### What the exercise asks
An exact copy of every entry is needed here; the images stay out.

(Dataset content)

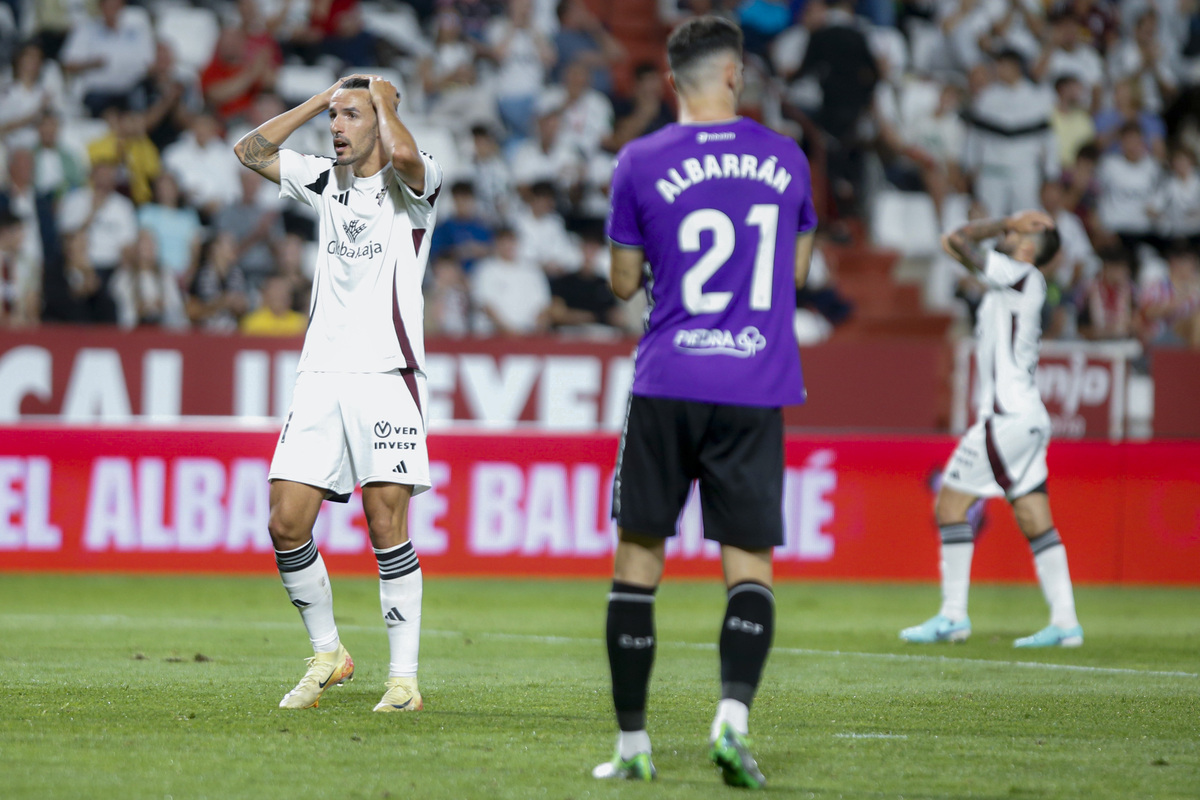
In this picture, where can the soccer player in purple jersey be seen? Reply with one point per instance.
(713, 216)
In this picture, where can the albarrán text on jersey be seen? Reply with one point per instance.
(717, 209)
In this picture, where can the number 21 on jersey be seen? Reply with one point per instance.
(695, 299)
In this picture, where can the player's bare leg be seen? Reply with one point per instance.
(1032, 513)
(294, 509)
(951, 624)
(385, 506)
(747, 633)
(637, 570)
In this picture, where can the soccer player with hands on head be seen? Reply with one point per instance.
(1005, 451)
(358, 410)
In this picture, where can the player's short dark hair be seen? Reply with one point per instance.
(699, 38)
(1048, 244)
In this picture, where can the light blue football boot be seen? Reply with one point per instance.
(937, 629)
(1053, 636)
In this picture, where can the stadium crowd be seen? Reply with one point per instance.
(121, 200)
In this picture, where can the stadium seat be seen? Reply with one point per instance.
(297, 83)
(191, 32)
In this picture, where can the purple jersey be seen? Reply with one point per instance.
(717, 209)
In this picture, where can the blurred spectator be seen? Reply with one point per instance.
(522, 55)
(646, 112)
(35, 86)
(586, 114)
(546, 157)
(21, 276)
(583, 299)
(127, 145)
(53, 19)
(1077, 263)
(492, 179)
(841, 62)
(175, 228)
(167, 97)
(253, 227)
(448, 299)
(1126, 108)
(89, 300)
(1065, 55)
(57, 168)
(1011, 148)
(275, 316)
(1144, 59)
(1170, 306)
(240, 68)
(292, 265)
(144, 292)
(582, 38)
(1108, 307)
(1176, 204)
(35, 209)
(543, 234)
(109, 224)
(1128, 181)
(108, 55)
(927, 148)
(510, 293)
(204, 163)
(466, 235)
(217, 296)
(1072, 124)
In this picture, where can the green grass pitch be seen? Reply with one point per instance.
(133, 687)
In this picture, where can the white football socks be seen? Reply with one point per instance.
(630, 743)
(955, 565)
(400, 597)
(306, 581)
(1050, 561)
(735, 713)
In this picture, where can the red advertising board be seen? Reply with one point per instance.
(525, 503)
(103, 374)
(1083, 385)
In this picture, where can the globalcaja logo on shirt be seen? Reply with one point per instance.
(703, 341)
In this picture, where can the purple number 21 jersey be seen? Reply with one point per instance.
(717, 209)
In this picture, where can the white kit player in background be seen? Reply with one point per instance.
(1005, 451)
(358, 411)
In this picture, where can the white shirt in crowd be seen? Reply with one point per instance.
(373, 245)
(126, 50)
(545, 241)
(113, 228)
(516, 292)
(1127, 191)
(207, 174)
(1177, 203)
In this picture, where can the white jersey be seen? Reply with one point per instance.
(1008, 334)
(373, 245)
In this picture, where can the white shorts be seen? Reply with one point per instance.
(1003, 455)
(347, 428)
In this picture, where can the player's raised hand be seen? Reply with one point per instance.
(383, 90)
(1030, 222)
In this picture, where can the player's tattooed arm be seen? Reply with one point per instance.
(963, 244)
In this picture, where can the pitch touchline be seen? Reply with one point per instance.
(121, 619)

(End Dataset content)

### Answer to this problem
In this picture, where can the soccer player in purple jersey be seen? Reply with one point per instance.
(713, 216)
In this picture, where can the albarrán text on jersey be seen? Reply with one point per instance.
(717, 209)
In this picture, where can the number 21 on jersey be seen? Reply with one point per instance.
(695, 299)
In this picture, where can the player's bare leg be seen? Reply with one point per instance.
(1032, 513)
(294, 509)
(951, 624)
(385, 506)
(747, 633)
(637, 570)
In this picture, where can the soccer player with hands on head be seen? Reply with one point per instance.
(1005, 451)
(358, 410)
In this picture, where can the player's short dark hair be seen? Reply with one point per instance.
(699, 38)
(1048, 244)
In this picture, where can the light blue football boot be seen? Reply with one point per instance.
(937, 629)
(1053, 636)
In this picture, where can the stadium crowd be seen? Reply with one point per instance.
(121, 200)
In this picture, where can the stadium seat be seen? Reply with one point per instance.
(297, 83)
(191, 32)
In this picture, where can the purple jersey be seen? Reply with one point per instance.
(717, 209)
In this picture, where can the blurred spectator be seen? Reply with one point per instance.
(522, 55)
(646, 112)
(35, 86)
(586, 114)
(546, 157)
(21, 276)
(583, 299)
(127, 145)
(53, 19)
(1077, 263)
(492, 179)
(841, 62)
(175, 228)
(167, 97)
(253, 227)
(448, 299)
(1126, 108)
(89, 300)
(1065, 55)
(57, 168)
(1011, 148)
(275, 316)
(1144, 59)
(1170, 306)
(240, 68)
(292, 265)
(144, 292)
(582, 38)
(1108, 307)
(1176, 204)
(35, 209)
(543, 234)
(109, 224)
(1128, 181)
(108, 55)
(927, 148)
(510, 293)
(204, 163)
(466, 235)
(217, 296)
(1072, 124)
In this picture, where can the green grass pitch be seen? Reply with one point per instance.
(133, 687)
In this picture, where can the white football socks be seen? Reply with one point per instance.
(630, 743)
(955, 565)
(400, 597)
(306, 581)
(1050, 561)
(735, 713)
In this picture, where can the red advertising board be seen? Reply with one point per instance.
(525, 503)
(103, 374)
(1083, 385)
In this picture, where can the globalcaja logo on shirt be seen? Reply with one point per instance.
(703, 341)
In this picture, where can the purple number 21 jersey be seen? Reply with one point per instance.
(717, 209)
In this picture, where can the white kit player in background be seen? Reply with one point per instance.
(1005, 451)
(358, 411)
In this picture, where can the white shirt in crowd be seen? Reply with one point per instance.
(373, 245)
(126, 50)
(545, 241)
(113, 228)
(516, 292)
(1127, 191)
(207, 174)
(1177, 203)
In this picture, where can the white jersey be seen? Reply with one point per instance.
(1008, 334)
(373, 245)
In this picture, where can the white shorts be seen? Reply with one point per instance.
(1003, 455)
(347, 428)
In this picture, where can the player's raised hand be seen? Reply with one point per instance.
(383, 90)
(1030, 222)
In this picture, where can the player's tattooed arm be seen? Reply with one point per instance.
(963, 244)
In this picture, where can the pitch touchline be seen? Reply with one point per instance.
(121, 619)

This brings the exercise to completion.